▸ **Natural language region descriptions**
[Start of section]

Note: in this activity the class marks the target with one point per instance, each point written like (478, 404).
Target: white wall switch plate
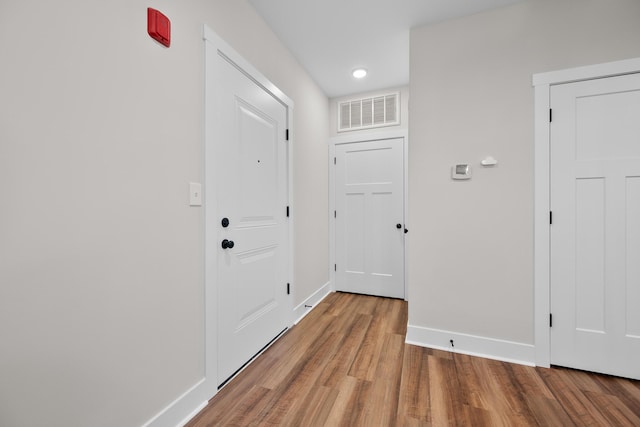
(195, 194)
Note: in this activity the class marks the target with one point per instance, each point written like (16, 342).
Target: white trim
(542, 85)
(307, 305)
(183, 409)
(473, 345)
(186, 406)
(193, 414)
(588, 72)
(366, 137)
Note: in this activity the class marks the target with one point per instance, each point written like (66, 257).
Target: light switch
(195, 194)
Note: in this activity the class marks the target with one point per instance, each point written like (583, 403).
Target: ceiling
(330, 38)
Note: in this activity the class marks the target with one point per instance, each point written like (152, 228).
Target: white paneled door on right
(595, 231)
(369, 192)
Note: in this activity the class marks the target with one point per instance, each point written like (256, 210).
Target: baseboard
(184, 408)
(305, 307)
(490, 348)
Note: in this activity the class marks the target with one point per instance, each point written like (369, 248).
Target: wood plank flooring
(346, 364)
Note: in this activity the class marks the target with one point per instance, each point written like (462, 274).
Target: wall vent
(372, 112)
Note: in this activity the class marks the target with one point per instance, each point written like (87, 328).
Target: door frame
(362, 138)
(214, 47)
(542, 83)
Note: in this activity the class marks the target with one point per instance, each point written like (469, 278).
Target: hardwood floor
(346, 364)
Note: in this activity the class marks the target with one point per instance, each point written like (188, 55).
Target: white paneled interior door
(250, 177)
(369, 217)
(595, 231)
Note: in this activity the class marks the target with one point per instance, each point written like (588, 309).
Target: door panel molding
(542, 89)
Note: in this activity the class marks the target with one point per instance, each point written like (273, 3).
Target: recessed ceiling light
(359, 73)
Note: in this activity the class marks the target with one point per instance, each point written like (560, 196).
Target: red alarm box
(158, 26)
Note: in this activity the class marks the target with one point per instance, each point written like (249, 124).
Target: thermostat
(462, 171)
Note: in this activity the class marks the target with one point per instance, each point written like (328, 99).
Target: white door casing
(595, 235)
(369, 217)
(247, 169)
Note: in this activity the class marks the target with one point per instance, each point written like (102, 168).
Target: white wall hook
(489, 161)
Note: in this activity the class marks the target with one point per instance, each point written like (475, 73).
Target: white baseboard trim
(193, 414)
(183, 409)
(305, 307)
(472, 345)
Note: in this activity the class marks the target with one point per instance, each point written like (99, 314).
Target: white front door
(595, 231)
(369, 191)
(250, 179)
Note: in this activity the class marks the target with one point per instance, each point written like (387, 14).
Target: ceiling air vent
(368, 113)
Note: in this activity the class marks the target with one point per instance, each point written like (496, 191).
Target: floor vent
(365, 113)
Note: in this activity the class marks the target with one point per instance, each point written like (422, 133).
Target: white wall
(471, 242)
(101, 258)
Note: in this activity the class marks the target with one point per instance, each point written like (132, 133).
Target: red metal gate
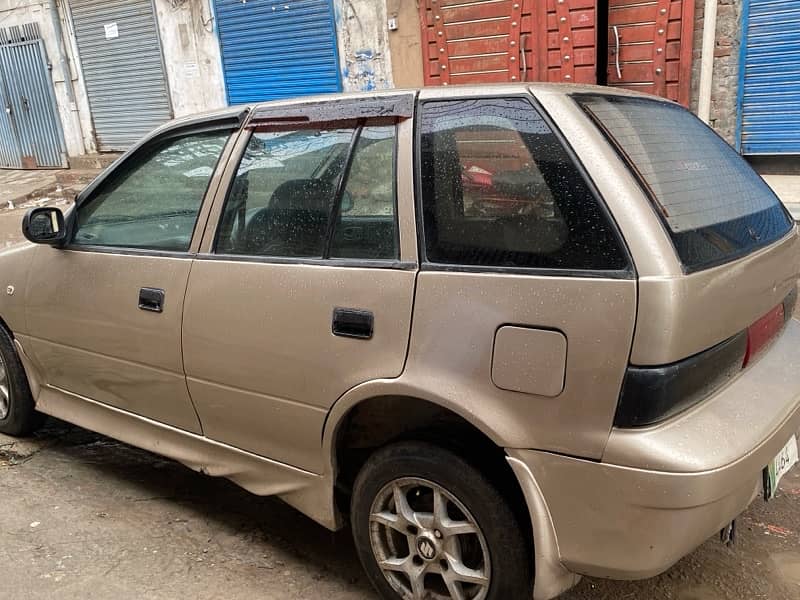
(650, 46)
(492, 41)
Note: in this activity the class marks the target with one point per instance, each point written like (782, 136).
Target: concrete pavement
(83, 516)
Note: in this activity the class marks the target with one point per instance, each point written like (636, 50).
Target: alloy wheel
(427, 544)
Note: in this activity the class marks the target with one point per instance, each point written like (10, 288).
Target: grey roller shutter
(120, 54)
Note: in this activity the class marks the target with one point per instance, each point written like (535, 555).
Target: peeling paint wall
(191, 55)
(363, 44)
(75, 117)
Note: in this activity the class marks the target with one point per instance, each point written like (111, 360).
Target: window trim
(428, 265)
(184, 130)
(363, 263)
(326, 260)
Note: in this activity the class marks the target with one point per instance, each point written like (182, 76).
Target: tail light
(762, 331)
(652, 394)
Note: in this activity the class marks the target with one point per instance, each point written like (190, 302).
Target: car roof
(423, 93)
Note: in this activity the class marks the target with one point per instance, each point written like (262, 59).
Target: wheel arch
(372, 416)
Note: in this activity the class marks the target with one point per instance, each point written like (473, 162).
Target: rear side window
(499, 190)
(714, 206)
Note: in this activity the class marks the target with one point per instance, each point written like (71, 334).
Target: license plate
(779, 466)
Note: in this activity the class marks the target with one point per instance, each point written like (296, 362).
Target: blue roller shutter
(769, 90)
(276, 49)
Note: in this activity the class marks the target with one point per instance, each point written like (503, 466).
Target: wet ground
(83, 516)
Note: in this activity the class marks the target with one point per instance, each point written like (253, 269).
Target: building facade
(114, 69)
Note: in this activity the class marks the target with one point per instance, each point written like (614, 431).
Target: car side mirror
(45, 225)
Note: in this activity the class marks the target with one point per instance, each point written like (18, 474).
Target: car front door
(305, 289)
(104, 313)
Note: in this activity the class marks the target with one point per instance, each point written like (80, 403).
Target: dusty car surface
(512, 335)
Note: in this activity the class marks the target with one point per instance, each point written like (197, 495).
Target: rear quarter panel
(678, 314)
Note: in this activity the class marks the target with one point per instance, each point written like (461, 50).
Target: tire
(405, 542)
(18, 415)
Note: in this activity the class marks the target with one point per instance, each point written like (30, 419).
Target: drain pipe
(63, 63)
(707, 60)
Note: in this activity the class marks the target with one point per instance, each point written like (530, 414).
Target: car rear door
(104, 313)
(304, 285)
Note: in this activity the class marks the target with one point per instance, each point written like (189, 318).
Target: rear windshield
(715, 207)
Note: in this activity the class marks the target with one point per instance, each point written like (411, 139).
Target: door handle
(353, 322)
(151, 299)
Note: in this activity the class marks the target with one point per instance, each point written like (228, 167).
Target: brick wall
(726, 65)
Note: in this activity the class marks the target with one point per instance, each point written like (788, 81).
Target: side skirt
(308, 492)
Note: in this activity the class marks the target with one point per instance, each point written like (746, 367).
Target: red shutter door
(496, 41)
(650, 46)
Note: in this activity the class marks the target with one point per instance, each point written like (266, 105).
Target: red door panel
(490, 41)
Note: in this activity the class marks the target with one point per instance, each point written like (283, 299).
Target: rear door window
(713, 204)
(500, 190)
(315, 193)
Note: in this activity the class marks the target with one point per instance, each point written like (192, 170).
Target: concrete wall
(363, 41)
(726, 65)
(191, 55)
(73, 112)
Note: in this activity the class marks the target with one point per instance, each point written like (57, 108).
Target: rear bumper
(661, 491)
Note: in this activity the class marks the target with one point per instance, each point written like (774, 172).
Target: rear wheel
(428, 525)
(18, 415)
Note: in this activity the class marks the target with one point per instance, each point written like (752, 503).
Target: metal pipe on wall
(707, 60)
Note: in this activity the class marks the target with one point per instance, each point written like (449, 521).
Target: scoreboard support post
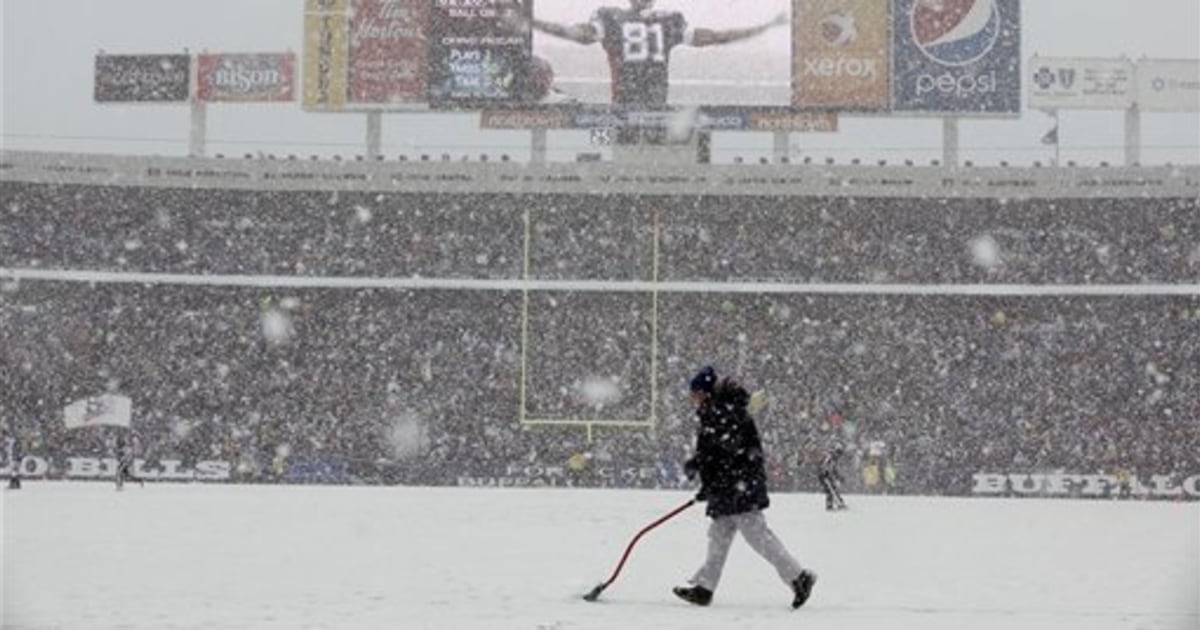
(538, 147)
(198, 131)
(1133, 136)
(780, 150)
(375, 135)
(951, 142)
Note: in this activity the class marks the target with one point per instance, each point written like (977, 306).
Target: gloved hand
(691, 468)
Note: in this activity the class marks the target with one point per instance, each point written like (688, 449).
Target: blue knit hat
(705, 379)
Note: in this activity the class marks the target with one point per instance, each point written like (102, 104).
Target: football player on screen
(639, 41)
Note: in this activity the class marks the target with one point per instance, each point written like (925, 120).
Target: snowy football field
(81, 556)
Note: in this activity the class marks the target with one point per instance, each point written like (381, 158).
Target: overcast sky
(49, 46)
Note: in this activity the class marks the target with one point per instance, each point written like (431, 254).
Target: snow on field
(81, 556)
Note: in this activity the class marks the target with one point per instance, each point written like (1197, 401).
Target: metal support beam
(538, 147)
(1133, 136)
(375, 135)
(780, 149)
(197, 136)
(951, 142)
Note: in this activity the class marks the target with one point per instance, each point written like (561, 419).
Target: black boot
(697, 595)
(802, 587)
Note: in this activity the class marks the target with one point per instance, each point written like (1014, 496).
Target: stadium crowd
(429, 385)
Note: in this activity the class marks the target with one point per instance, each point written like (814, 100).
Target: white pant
(760, 538)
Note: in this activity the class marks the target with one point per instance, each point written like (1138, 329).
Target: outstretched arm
(714, 37)
(582, 33)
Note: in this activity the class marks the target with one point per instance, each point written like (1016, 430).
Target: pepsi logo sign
(955, 33)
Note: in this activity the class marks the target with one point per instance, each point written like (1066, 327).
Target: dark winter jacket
(729, 454)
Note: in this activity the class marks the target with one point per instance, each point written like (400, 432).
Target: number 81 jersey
(639, 48)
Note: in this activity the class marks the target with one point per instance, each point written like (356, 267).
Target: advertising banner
(142, 78)
(325, 61)
(1075, 83)
(388, 52)
(262, 77)
(959, 57)
(682, 53)
(477, 57)
(1169, 84)
(713, 119)
(841, 54)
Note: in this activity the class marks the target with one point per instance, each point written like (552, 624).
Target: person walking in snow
(729, 461)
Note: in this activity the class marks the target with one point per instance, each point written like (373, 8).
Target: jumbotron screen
(652, 55)
(647, 55)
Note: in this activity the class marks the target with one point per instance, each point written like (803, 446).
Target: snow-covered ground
(81, 556)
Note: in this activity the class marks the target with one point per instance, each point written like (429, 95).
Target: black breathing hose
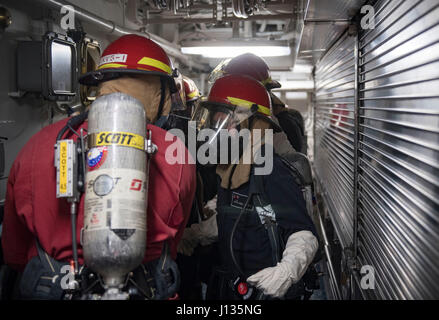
(73, 122)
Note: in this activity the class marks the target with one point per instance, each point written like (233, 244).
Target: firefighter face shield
(218, 72)
(220, 131)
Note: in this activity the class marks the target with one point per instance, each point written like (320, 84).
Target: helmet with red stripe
(236, 98)
(190, 89)
(246, 64)
(131, 54)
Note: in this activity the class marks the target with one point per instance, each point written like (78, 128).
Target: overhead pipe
(115, 30)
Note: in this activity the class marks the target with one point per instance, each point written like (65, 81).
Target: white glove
(298, 254)
(203, 233)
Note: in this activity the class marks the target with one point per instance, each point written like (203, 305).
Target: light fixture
(230, 49)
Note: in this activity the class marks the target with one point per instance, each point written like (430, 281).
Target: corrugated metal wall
(399, 149)
(398, 146)
(334, 133)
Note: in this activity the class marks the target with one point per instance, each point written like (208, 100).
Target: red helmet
(190, 89)
(130, 54)
(246, 64)
(238, 96)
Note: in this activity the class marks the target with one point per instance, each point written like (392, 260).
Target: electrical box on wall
(48, 67)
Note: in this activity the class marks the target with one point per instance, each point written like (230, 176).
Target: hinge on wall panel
(351, 260)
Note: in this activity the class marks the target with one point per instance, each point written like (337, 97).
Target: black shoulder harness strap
(266, 214)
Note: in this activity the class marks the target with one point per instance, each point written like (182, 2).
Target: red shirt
(33, 211)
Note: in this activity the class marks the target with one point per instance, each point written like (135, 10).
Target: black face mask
(220, 143)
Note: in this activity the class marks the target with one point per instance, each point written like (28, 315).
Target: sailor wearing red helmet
(267, 240)
(36, 231)
(290, 120)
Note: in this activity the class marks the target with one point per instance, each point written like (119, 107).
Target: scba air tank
(114, 235)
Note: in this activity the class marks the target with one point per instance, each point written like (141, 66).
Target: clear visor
(218, 117)
(177, 103)
(218, 72)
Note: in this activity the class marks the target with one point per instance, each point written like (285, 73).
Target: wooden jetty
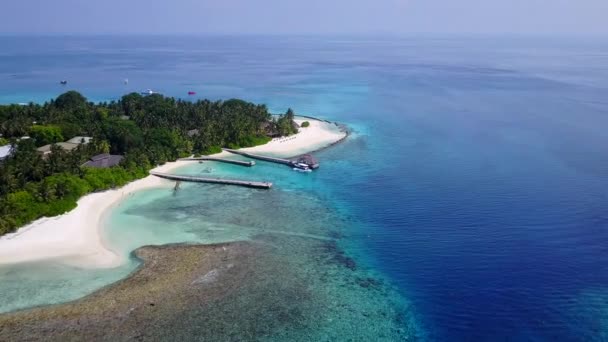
(248, 184)
(259, 157)
(306, 159)
(220, 160)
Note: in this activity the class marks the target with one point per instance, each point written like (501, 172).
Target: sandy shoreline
(75, 237)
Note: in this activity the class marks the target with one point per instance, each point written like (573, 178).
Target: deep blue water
(478, 178)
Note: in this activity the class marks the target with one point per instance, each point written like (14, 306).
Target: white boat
(301, 167)
(301, 170)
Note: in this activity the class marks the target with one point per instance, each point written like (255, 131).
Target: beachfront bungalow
(46, 149)
(5, 151)
(192, 132)
(309, 160)
(104, 160)
(68, 145)
(80, 140)
(269, 129)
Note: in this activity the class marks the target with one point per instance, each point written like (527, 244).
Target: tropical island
(67, 148)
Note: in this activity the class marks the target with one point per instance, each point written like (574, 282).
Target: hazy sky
(304, 16)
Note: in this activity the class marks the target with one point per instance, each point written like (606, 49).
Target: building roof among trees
(5, 151)
(66, 146)
(104, 160)
(80, 140)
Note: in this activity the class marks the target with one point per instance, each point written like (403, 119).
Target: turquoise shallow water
(476, 189)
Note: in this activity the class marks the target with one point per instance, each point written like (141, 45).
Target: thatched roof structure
(309, 160)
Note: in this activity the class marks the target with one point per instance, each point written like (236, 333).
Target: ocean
(470, 202)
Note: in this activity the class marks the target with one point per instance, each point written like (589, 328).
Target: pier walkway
(220, 160)
(248, 184)
(259, 157)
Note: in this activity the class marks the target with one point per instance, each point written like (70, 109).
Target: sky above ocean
(548, 17)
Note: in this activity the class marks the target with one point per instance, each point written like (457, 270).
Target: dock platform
(248, 184)
(259, 157)
(221, 160)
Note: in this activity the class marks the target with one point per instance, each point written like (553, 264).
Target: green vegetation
(44, 135)
(158, 131)
(285, 124)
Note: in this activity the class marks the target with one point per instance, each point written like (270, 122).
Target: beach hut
(104, 160)
(309, 160)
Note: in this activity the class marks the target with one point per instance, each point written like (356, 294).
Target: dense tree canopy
(147, 130)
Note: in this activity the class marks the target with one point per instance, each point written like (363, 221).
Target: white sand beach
(75, 237)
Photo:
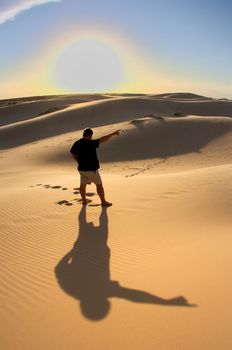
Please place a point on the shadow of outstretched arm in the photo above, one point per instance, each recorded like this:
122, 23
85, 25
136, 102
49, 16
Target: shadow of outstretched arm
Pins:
139, 296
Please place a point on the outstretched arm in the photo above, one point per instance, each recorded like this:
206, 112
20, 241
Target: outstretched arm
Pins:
107, 137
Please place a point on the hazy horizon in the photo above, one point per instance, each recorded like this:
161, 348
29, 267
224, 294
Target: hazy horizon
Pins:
51, 47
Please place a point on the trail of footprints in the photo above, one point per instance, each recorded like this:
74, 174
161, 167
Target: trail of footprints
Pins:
64, 201
146, 168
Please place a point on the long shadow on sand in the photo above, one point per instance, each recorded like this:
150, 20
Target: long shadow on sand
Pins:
84, 273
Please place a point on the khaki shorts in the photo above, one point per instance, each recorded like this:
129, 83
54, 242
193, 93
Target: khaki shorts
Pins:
87, 177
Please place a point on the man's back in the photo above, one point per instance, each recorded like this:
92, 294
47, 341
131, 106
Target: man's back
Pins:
85, 150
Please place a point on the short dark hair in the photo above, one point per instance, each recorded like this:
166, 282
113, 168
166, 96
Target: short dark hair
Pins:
88, 132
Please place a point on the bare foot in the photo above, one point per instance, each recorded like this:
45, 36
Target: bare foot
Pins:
106, 204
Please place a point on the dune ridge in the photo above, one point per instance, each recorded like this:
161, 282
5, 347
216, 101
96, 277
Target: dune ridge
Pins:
152, 271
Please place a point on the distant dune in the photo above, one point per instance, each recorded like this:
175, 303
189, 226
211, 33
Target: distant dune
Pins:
154, 264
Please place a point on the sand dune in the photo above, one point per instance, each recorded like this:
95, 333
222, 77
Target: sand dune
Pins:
98, 113
149, 272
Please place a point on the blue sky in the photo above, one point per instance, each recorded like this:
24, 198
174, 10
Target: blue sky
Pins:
149, 46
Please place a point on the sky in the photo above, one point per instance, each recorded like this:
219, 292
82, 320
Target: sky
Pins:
135, 46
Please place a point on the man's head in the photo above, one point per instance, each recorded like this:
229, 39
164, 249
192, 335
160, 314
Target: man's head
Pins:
88, 133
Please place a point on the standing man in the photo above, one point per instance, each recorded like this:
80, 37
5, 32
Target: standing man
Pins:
84, 152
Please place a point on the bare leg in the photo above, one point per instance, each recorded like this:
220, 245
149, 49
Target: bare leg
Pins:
101, 193
83, 193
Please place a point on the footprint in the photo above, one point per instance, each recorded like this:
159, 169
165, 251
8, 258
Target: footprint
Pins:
64, 202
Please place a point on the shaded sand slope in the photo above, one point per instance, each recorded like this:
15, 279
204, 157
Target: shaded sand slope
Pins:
13, 111
94, 114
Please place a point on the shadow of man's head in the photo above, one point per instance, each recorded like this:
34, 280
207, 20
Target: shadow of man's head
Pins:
84, 272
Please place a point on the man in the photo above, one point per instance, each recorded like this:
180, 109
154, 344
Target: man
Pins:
84, 152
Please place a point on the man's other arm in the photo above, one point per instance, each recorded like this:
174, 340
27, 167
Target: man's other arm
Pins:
107, 137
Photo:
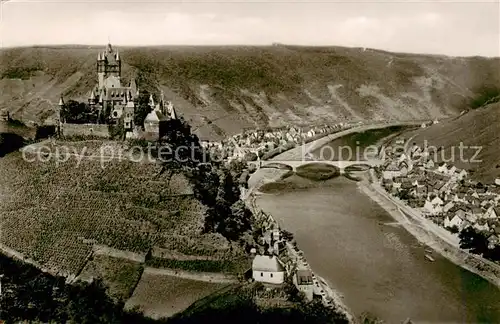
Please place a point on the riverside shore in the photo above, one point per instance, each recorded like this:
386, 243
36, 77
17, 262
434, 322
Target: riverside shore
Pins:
263, 176
430, 234
258, 179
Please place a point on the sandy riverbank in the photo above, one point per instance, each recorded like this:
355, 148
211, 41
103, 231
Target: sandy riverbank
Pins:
437, 238
263, 176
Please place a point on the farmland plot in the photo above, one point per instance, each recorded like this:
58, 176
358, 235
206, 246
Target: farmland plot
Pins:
53, 213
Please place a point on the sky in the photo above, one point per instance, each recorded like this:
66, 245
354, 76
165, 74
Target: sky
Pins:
455, 28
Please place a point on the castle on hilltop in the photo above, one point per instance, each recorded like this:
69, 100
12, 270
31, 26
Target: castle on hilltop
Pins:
113, 102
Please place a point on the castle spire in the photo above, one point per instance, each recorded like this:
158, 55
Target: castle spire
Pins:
151, 101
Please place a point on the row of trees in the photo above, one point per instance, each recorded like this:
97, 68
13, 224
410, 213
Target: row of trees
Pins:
215, 185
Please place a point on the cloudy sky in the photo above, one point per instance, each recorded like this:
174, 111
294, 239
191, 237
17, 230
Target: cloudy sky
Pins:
458, 27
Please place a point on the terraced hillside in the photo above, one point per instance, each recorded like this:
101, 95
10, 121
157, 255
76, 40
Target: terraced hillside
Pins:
55, 213
221, 90
477, 128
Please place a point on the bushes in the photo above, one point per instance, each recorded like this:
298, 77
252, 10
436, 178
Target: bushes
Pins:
486, 96
222, 266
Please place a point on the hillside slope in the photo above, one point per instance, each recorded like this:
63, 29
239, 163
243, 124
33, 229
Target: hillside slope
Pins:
478, 128
238, 86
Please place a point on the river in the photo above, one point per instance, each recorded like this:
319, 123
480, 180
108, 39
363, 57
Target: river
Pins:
378, 267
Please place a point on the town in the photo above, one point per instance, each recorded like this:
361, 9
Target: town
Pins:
444, 194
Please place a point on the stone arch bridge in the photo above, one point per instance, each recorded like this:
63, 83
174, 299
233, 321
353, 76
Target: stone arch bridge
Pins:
293, 165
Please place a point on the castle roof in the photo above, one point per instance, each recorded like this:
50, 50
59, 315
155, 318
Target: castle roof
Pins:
155, 116
112, 82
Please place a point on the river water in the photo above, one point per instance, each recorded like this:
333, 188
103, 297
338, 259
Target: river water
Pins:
379, 267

[End of section]

▸ **The task**
Your response should be the lines of the entries above that include the string "khaki".

▸ **Exercise solution**
Please place a point on the khaki shorts in the photo above, one point per instance, each recorded like this:
Target: khaki shorts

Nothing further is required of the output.